Text shown
>>>

Maximum Hit Frequency
The --ht-max-seed-freq option sets a limit on the number of seed hits (reference genome locations) that can be populated for any primary or extended seed. If a given primary seed maps to more reference positions than the specified limit, the primary seed must be extended long enough, so that the extended seeds subdivide into smaller groups of identical seeds under the limit. If, even at the maximum extended seed length (--ht-max-ext-seed-len), a group of identical reference seeds is larger than this limit, their reference positions are not populated into the hash table. Instead, DRAGEN populates a single high frequency record.
The maximum hit frequency can be configured from 1–256. If the value is too low, hash table construction can fail because too many seed extensions are needed. The recommended minimum for a whole human genome reference is 8.

A higher maximum hit frequency can lead to more successful mapping, due to the following.
• | A higher limit rejects fewer reference positions that cannot map under it. |
• | A higher limit allows seed extensions to be shorter, which improves the odds of exact seed matching without overlapping variants or sequencing errors. |
However, as with very short seeds, allowing high hit counts can sometimes lower mapping accuracy. Most of the seed hits in a large group are not to the true mapping location. Occasionally one of these noise hits could be reported due to imperfect scoring models. The mapper also limits the total number of reference positions considered. Allowing very high hit counts can potentially crowd out the actual best match from consideration.

Higher maximum hit frequencies slow down read mapping because seed mapping finds more reference locations, which result in additional work, such as Smith-Waterman alignments, to determine the best result.

<<<

Exercise brief
Rewrite the maximum hit frequency text from "A higher maximum" down to "match from consideration.", substituting "alignment accuracy" for "mapping accuracy".

Recorded data

>>>

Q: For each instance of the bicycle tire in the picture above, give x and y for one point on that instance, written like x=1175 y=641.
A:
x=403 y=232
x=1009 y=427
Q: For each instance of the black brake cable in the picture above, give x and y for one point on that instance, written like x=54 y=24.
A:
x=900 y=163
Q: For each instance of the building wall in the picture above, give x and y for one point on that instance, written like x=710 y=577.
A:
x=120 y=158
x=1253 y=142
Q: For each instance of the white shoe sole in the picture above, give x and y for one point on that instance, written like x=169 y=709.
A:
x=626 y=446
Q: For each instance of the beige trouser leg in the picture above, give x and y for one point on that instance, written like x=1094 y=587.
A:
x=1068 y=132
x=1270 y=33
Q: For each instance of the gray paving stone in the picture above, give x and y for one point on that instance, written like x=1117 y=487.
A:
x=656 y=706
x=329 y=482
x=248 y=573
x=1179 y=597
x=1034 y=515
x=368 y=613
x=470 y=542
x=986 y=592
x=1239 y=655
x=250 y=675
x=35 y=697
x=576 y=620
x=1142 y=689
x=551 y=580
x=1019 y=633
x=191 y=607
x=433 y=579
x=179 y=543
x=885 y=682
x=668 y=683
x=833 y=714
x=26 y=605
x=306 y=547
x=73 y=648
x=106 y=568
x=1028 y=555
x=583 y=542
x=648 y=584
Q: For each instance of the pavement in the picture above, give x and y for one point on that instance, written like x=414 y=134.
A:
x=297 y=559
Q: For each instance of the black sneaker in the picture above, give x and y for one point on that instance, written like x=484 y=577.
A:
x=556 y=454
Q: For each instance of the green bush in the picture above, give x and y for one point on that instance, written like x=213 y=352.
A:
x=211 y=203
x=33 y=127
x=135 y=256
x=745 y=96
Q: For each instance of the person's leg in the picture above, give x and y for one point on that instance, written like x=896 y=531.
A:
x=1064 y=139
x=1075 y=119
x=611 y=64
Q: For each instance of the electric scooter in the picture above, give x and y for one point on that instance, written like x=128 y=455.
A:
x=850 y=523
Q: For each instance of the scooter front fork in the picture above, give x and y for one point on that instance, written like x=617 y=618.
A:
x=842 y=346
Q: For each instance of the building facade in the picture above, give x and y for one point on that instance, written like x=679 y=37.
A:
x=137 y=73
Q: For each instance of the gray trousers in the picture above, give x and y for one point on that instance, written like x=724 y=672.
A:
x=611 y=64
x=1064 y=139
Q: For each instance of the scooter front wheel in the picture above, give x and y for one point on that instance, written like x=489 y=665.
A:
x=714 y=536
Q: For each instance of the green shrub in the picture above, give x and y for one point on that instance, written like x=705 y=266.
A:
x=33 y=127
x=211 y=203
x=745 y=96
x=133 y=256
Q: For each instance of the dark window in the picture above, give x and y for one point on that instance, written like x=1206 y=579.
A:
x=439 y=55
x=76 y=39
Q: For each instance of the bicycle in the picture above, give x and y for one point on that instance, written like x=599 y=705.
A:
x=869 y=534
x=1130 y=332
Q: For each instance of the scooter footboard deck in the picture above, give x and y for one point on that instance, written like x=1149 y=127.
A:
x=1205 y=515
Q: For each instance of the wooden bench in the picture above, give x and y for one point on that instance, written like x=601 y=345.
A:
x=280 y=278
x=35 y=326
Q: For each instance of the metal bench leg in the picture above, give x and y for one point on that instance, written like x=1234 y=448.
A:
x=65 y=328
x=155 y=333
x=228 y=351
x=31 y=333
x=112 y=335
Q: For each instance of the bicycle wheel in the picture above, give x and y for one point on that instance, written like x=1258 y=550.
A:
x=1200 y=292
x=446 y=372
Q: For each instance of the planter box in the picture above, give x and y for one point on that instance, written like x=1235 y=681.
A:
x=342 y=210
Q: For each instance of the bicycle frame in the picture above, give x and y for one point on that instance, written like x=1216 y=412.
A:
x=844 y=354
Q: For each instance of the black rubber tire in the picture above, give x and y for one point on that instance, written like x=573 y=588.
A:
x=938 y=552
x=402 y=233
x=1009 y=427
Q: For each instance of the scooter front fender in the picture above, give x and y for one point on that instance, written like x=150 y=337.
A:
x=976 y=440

<<<

Exercise answer
A higher maximum hit frequency can lead to more successful mapping, due to the following.
• | A higher limit rejects fewer reference positions that cannot map under it. |
• | A higher limit allows seed extensions to be shorter, which improves the odds of exact seed matching without overlapping variants or sequencing errors. |
However, as with very short seeds, allowing high hit counts can sometimes lower alignment accuracy. Most of the seed hits in a large group are not to the true mapping location. Occasionally one of these noise hits could be reported due to imperfect scoring models. The mapper also limits the total number of reference positions considered. Allowing very high hit counts can potentially crowd out the actual best match from consideration.